#### OBJECTIVE
Reproduce the text about the WAG's Inuit art collection word for word, between "Today, more than" and "OUR PERMANENT COLLECTION?", inclusive.

These private collections were formed, most notably, by Jerry Twomey, George Swinton, Bessie Bulman (head of the Guild), her sister Eileen Abbott, and HBC employees. Today, the WAG collection of Inuit art includes donations from these private collections. Our curators also maintain strong relationships with artists by visiting their homes, workspaces, and communities, and spending time with them on the land. We purchase works directly from the artists in their communities, from their cooperatives, or through the global art market. In addition, we collaborate with other museums, galleries, and arctic co-ops to exhibit artworks on loan.

Today, more than 2,000 Inuit artists from many of the communities of Inuit Nunangat are represented in our permanent collection, totalling close to 12,000 pieces. While several thousand of the artworks are sculptural, we recognize and celebrate the fact that Inuit art extends to an evolving array of media including prints, textiles, clothing, and digital media, all present in our collection. Inuit art encompasses any work created by an Inuk. While it is often studied and regarded in an ethnically-oriented context, Inuit art is very much part of the cannon of art history and the future of contemporary art.

WHAT IS THE WAG DOING TO ACKNOWLEDGE THE COLONIAL HISTORY OF OUR PERMANENT COLLECTION?

The WAG recognizes that the history of our Inuit art collection is tied to the ongoing history of colonialism in North America. Fur trading posts disrupted the traditional and sustainable nomadic lifestyle of Inuit communities, contributing to the permanent settlement of many Inuit. We hope to shed light on this history, and bring Inuit voices to the forefront through more storytelling.

(Entries from a pointing dataset)
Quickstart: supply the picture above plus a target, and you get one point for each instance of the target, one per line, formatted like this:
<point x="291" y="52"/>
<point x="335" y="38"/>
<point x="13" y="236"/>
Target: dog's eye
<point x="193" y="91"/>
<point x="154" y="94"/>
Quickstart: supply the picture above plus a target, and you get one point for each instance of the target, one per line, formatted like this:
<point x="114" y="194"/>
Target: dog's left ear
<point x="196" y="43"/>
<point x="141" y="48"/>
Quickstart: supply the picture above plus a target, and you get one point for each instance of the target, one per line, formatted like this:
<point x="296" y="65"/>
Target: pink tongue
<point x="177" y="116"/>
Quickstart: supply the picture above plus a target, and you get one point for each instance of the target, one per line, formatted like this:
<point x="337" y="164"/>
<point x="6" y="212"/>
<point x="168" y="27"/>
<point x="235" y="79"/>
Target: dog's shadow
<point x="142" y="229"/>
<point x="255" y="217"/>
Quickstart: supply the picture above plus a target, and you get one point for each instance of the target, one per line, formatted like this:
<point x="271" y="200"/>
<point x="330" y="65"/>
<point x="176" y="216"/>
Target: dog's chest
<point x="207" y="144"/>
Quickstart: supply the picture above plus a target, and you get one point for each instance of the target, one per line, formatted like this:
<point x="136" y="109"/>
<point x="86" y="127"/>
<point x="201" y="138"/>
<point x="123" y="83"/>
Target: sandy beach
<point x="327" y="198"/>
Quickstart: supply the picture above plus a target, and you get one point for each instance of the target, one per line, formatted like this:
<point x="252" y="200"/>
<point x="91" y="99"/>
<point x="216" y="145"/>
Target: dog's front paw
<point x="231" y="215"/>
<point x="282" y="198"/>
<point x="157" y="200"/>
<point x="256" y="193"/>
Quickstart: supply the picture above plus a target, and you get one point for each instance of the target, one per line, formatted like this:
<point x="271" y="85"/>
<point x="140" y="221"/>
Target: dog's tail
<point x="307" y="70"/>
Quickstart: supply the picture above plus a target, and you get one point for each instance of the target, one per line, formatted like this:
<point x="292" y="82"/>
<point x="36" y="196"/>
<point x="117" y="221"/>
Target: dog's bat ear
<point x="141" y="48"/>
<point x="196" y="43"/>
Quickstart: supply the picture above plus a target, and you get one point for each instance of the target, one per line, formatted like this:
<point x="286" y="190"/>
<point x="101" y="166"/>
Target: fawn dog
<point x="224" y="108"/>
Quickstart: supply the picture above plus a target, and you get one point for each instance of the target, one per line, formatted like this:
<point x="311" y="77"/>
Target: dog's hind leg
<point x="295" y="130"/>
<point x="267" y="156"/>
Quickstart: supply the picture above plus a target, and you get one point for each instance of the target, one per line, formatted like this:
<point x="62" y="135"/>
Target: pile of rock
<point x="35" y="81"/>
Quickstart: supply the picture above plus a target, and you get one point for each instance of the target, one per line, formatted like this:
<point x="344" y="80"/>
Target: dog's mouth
---
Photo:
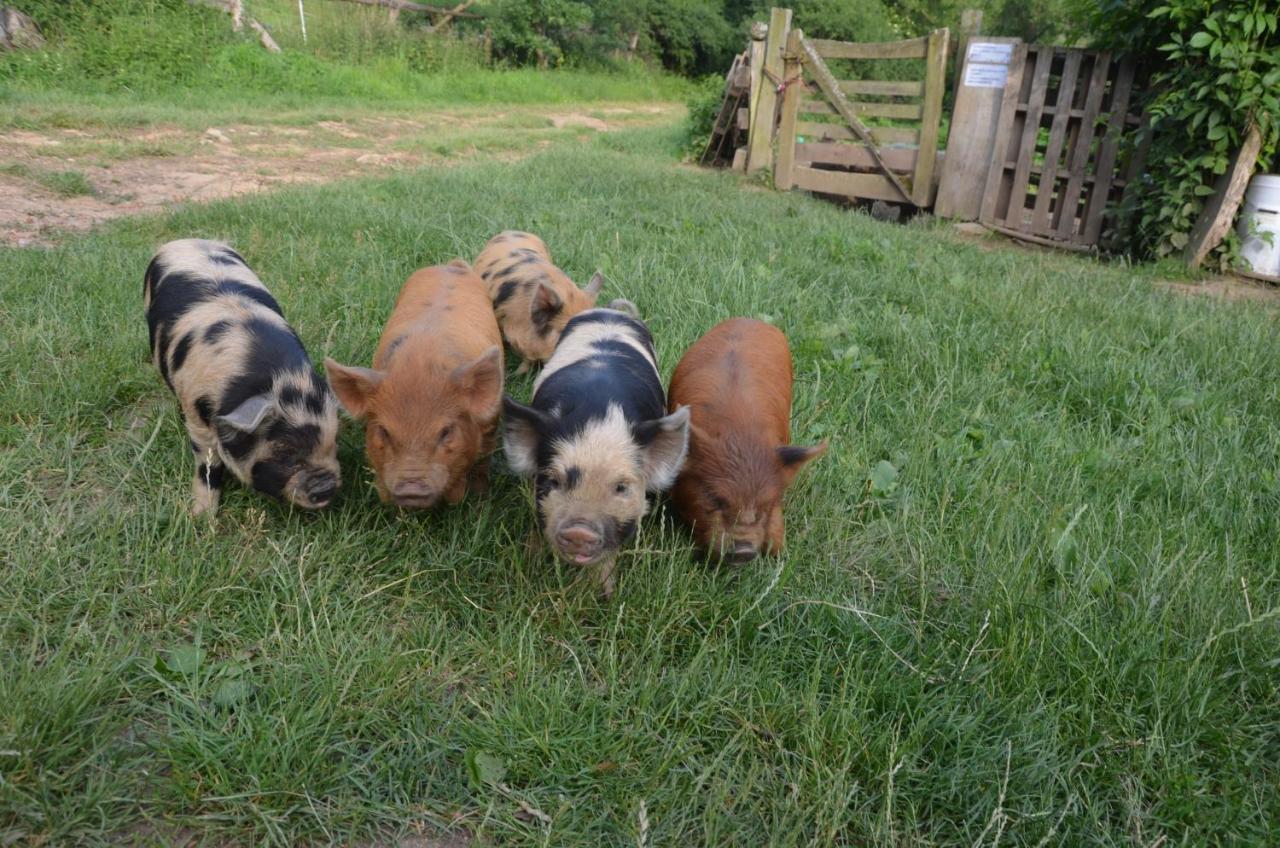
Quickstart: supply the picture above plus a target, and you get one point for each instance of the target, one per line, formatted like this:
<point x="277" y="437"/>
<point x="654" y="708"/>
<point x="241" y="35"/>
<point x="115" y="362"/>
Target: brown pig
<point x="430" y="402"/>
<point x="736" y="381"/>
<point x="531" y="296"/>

#### TASK RESPONSE
Today, more than 2,000 Inuit artists from many of the communities of Inuit Nunangat are represented in our permanent collection, totalling close to 12,000 pieces. While several thousand of the artworks are sculptural, we recognize and celebrate the fact that Inuit art extends to an evolving array of media including prints, textiles, clothing, and digital media, all present in our collection. Inuit art encompasses any work created by an Inuk. While it is often studied and regarded in an ethnically-oriented context, Inuit art is very much part of the cannon of art history and the future of contemporary art.

WHAT IS THE WAG DOING TO ACKNOWLEDGE THE COLONIAL HISTORY OF OUR PERMANENT COLLECTION?